### [Document excerpt]
Journalist Gary Taubes has written several books on diet, including “Good Calories, Bad Calories,” “The Diet Delusion,” “Why We Get Fat: And What to Do About It,” and most recently, “The Case for Keto: Rethinking Weight Control and the Science and Practice of Low-Carb/High-Fat Eating,” which is the topic of this interview.

For his most recent book, Taubes interviewed more than 120 physicians, plus a few dieticians and chiropractors and a dentist — about 140 medical practitioners in all — to understand the challenges that clinicians and patients face when trying to implement a ketogenic diet and lose weight.

The first half of the book explains how carbs and fats affect your body, and why replacing carbs with healthy fats is so important if you’re trying to control your weight and/or blood sugar. The second half of the book is a review of the lessons he’s learned along the way.

The Real Cause of Obesity

As noted by Taubes, on a global scale, the obesity epidemic can be linked back to a Western diet rich in refined sugars and grains. Whenever sugar and white flour are added to a population’s diet, regardless of what their baseline disease rate is, you eventually end up with an epidemic of obesity and diabetes.

### [Work request]
List every book title that the passage on Gary Taubes names.

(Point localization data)
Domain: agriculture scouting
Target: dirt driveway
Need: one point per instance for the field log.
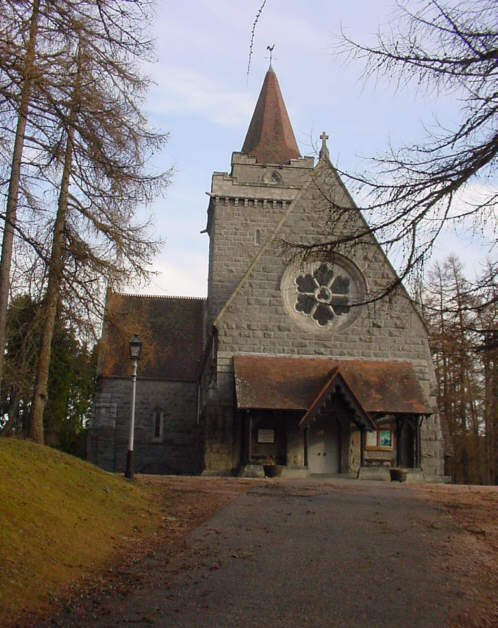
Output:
(316, 553)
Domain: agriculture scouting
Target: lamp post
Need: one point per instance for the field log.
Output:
(135, 350)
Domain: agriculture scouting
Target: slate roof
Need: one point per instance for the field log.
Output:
(171, 329)
(270, 137)
(293, 383)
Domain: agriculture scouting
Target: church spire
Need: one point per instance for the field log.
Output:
(270, 137)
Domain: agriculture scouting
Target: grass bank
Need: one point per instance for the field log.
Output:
(61, 520)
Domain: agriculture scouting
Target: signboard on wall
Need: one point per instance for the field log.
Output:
(266, 436)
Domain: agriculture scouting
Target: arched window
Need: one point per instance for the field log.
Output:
(157, 425)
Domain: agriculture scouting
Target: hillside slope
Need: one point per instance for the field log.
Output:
(61, 519)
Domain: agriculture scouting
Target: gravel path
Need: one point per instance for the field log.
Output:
(301, 553)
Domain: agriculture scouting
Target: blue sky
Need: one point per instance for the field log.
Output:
(203, 97)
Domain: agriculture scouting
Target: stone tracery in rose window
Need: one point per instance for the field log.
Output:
(323, 294)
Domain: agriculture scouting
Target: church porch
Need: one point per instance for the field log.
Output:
(315, 419)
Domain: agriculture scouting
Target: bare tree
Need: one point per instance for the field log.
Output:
(27, 75)
(90, 144)
(462, 324)
(417, 190)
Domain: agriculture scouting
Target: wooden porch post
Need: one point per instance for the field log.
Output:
(399, 428)
(249, 438)
(306, 429)
(418, 439)
(362, 446)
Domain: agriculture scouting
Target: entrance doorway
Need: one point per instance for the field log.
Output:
(323, 446)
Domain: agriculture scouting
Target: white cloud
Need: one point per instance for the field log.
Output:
(187, 91)
(176, 276)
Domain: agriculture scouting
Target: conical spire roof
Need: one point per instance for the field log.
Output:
(270, 137)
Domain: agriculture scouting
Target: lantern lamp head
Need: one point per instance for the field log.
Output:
(135, 347)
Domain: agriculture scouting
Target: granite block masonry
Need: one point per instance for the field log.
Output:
(288, 363)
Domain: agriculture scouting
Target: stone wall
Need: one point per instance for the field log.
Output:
(177, 449)
(257, 321)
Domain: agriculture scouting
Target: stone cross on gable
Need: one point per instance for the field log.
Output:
(324, 151)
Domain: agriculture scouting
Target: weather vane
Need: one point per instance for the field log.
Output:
(270, 48)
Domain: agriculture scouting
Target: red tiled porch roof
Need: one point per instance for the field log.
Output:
(286, 383)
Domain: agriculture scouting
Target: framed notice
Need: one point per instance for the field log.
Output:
(380, 440)
(266, 436)
(371, 440)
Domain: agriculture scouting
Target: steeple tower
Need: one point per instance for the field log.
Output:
(270, 137)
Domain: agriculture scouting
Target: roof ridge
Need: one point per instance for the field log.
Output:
(159, 296)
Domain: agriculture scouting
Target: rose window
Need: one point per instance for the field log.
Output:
(323, 294)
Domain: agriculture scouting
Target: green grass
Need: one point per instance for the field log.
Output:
(61, 519)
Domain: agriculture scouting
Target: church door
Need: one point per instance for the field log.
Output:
(323, 446)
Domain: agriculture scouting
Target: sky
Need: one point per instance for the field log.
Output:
(204, 98)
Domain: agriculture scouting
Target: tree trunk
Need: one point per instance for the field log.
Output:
(54, 274)
(15, 173)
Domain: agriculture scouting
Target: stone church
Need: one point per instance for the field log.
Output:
(288, 367)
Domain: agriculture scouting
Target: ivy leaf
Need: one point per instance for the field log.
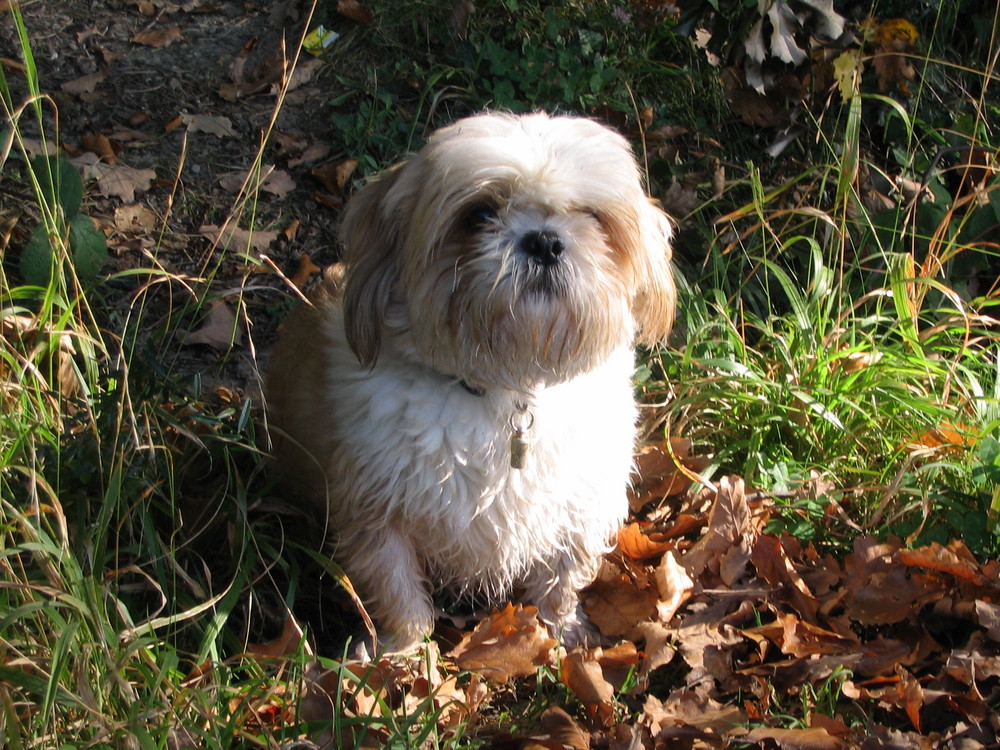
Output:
(36, 258)
(89, 247)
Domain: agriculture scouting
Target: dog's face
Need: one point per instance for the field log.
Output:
(510, 252)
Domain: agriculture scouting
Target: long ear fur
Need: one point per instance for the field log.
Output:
(371, 238)
(656, 295)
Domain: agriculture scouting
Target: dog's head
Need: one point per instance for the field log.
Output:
(511, 251)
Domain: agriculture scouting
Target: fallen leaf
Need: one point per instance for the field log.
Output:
(797, 739)
(355, 11)
(615, 605)
(102, 146)
(158, 37)
(25, 330)
(121, 181)
(219, 329)
(658, 646)
(304, 272)
(507, 644)
(335, 174)
(581, 673)
(216, 125)
(632, 542)
(728, 529)
(286, 644)
(674, 586)
(135, 218)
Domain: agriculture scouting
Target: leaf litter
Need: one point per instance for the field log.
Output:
(713, 634)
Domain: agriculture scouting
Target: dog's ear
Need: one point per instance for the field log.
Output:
(656, 292)
(371, 233)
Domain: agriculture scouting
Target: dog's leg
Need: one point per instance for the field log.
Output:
(388, 575)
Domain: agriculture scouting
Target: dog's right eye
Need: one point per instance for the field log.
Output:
(479, 216)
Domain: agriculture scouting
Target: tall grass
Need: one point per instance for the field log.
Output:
(833, 342)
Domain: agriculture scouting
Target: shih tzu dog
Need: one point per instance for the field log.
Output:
(461, 402)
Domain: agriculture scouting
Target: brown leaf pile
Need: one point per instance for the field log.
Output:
(721, 635)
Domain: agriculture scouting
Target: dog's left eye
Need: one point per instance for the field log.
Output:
(479, 216)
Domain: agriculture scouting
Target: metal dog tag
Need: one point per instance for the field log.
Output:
(518, 449)
(519, 443)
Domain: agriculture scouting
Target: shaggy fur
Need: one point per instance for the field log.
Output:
(495, 282)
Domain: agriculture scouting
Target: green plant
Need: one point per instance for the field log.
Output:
(64, 231)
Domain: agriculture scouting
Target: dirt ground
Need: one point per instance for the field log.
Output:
(186, 89)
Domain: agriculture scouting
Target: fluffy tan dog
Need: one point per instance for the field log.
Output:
(462, 403)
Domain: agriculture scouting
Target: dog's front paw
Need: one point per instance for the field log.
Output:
(576, 630)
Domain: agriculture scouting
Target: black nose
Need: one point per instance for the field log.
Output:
(544, 247)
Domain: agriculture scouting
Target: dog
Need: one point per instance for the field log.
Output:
(461, 402)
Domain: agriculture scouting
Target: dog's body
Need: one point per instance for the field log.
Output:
(463, 402)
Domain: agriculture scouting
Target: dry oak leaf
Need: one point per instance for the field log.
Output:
(216, 125)
(158, 37)
(658, 646)
(955, 560)
(335, 175)
(633, 543)
(304, 272)
(674, 586)
(774, 566)
(691, 707)
(582, 674)
(135, 218)
(219, 330)
(615, 604)
(355, 11)
(509, 643)
(988, 615)
(286, 644)
(729, 528)
(798, 638)
(878, 589)
(796, 739)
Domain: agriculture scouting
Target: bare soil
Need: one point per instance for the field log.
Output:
(140, 73)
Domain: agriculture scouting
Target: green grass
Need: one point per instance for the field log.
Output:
(817, 337)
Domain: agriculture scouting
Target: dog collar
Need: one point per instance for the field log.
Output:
(472, 389)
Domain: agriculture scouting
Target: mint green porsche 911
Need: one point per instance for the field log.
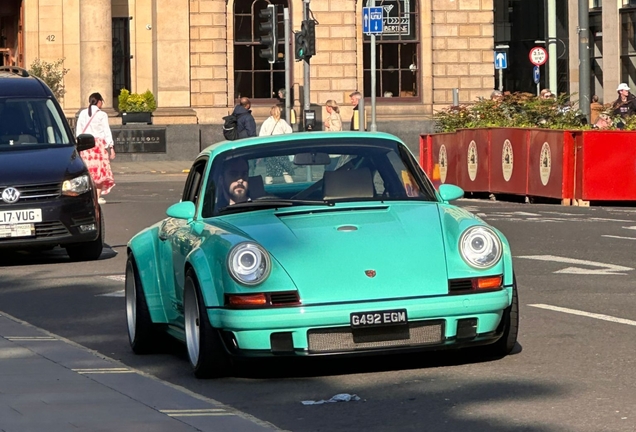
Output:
(313, 244)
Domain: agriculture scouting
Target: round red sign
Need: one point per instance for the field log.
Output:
(538, 56)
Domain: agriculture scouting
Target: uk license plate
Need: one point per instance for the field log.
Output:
(26, 216)
(17, 230)
(378, 318)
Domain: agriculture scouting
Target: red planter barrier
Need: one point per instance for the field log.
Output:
(509, 160)
(606, 166)
(551, 164)
(474, 176)
(442, 157)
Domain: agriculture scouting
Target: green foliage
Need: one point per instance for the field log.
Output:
(51, 73)
(513, 110)
(136, 102)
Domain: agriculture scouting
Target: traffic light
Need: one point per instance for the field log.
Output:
(270, 38)
(308, 27)
(305, 40)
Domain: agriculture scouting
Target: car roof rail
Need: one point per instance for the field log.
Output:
(16, 70)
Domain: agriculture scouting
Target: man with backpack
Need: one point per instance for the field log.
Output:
(241, 123)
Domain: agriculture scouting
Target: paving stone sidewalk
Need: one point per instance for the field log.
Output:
(48, 383)
(156, 167)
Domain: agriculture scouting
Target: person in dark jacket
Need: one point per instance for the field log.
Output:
(245, 123)
(625, 105)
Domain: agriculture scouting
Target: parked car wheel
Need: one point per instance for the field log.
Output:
(205, 348)
(142, 334)
(510, 325)
(88, 251)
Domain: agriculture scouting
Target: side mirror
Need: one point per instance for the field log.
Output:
(183, 210)
(85, 142)
(450, 192)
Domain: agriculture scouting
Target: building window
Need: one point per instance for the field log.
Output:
(397, 51)
(254, 76)
(628, 46)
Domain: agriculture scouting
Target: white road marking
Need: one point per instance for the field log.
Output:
(120, 293)
(586, 314)
(606, 269)
(103, 371)
(197, 412)
(626, 238)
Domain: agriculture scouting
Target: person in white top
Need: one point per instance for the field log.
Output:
(280, 165)
(94, 121)
(274, 124)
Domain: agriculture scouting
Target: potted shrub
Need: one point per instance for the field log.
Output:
(136, 107)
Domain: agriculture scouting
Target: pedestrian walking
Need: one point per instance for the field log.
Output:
(355, 99)
(625, 105)
(94, 121)
(277, 166)
(245, 123)
(333, 122)
(275, 124)
(595, 109)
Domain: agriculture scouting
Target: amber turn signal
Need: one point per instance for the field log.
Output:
(250, 300)
(488, 282)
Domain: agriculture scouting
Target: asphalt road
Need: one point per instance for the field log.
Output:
(574, 368)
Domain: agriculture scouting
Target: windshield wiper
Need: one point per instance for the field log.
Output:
(266, 202)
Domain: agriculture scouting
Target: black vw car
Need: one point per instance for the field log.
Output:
(47, 197)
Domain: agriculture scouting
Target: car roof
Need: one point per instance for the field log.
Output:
(275, 139)
(16, 82)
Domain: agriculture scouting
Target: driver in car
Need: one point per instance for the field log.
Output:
(233, 184)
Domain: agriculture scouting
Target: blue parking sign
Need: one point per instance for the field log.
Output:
(372, 20)
(501, 60)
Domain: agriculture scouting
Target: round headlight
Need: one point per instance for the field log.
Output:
(480, 247)
(249, 263)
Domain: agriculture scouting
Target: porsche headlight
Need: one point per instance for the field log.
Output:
(249, 264)
(480, 247)
(76, 186)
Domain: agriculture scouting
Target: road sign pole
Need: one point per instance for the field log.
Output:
(306, 69)
(374, 127)
(288, 66)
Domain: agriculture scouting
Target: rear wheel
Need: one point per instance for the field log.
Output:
(89, 251)
(205, 348)
(510, 327)
(142, 333)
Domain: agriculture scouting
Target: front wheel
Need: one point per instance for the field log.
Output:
(205, 349)
(142, 333)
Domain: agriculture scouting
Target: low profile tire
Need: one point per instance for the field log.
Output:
(205, 349)
(88, 251)
(510, 327)
(142, 333)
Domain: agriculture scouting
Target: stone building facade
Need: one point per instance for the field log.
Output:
(192, 54)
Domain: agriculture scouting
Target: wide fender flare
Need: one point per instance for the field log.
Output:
(198, 261)
(144, 248)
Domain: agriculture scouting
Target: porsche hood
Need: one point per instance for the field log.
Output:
(348, 254)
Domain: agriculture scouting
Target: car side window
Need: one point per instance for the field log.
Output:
(194, 182)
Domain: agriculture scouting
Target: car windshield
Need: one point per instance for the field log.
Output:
(314, 172)
(30, 121)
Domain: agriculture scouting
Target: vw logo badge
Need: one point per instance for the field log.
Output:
(10, 195)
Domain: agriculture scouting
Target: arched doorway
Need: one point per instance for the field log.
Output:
(11, 36)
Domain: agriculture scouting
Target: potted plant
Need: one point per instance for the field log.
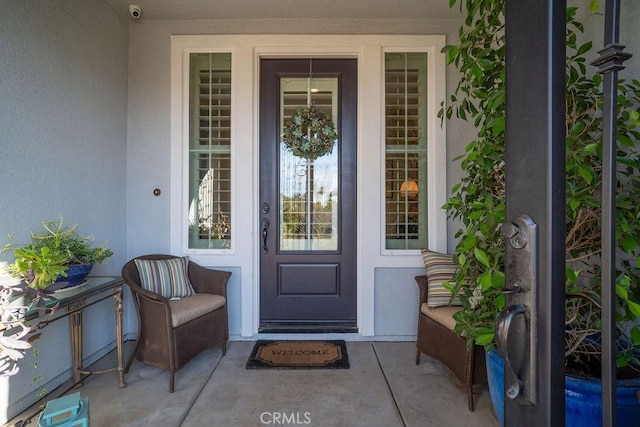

### [The completed task]
- Good Calories, Bad Calories
- The Diet Delusion
- Why We Get Fat: And What to Do About It
- The Case for Keto: Rethinking Weight Control and the Science and Practice of Low-Carb/High-Fat Eating